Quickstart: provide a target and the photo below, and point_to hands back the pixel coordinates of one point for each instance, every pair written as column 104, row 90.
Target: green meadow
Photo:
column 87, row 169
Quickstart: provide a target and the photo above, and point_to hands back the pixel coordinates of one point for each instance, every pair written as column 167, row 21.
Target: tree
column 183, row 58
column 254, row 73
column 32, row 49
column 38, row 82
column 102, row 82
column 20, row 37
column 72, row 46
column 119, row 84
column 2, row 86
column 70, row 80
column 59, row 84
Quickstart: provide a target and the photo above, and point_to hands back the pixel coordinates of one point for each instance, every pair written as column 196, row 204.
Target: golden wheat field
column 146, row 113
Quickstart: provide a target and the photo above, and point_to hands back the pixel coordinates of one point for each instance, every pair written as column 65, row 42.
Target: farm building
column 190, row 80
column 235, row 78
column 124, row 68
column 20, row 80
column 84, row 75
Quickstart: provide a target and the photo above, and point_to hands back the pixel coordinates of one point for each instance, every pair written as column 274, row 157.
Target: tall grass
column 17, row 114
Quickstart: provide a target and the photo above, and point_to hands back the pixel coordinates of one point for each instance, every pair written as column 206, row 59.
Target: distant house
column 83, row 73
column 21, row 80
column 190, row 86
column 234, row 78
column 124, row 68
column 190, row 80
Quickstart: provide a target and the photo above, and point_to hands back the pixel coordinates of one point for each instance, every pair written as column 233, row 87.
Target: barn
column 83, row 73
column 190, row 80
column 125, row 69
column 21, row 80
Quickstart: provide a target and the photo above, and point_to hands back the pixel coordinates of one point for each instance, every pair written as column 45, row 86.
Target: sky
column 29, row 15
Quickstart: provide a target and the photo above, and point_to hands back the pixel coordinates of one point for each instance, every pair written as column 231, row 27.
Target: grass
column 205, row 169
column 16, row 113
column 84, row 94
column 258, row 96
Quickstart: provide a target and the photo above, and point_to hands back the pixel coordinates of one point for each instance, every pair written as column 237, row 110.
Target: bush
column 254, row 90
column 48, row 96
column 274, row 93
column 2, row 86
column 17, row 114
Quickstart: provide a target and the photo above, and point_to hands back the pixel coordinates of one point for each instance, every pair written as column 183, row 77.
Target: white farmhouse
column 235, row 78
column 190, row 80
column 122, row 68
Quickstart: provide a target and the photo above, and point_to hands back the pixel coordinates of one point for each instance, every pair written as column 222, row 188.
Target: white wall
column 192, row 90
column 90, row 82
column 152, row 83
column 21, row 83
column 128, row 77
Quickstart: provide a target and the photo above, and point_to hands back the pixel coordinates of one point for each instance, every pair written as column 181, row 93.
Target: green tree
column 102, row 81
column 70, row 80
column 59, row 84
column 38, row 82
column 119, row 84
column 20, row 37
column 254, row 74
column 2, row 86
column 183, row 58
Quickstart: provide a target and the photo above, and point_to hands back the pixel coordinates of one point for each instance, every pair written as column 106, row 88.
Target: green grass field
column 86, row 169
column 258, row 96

────────

Up to the line containing "106, row 88.", skip everything; from that line through the last line above, return each line exactly.

Quickstart: provide a target and the photo above, and point_to hands back the pixel coordinates of one point for each instance, every pair written as column 106, row 88.
Target: green grass field
column 86, row 169
column 258, row 96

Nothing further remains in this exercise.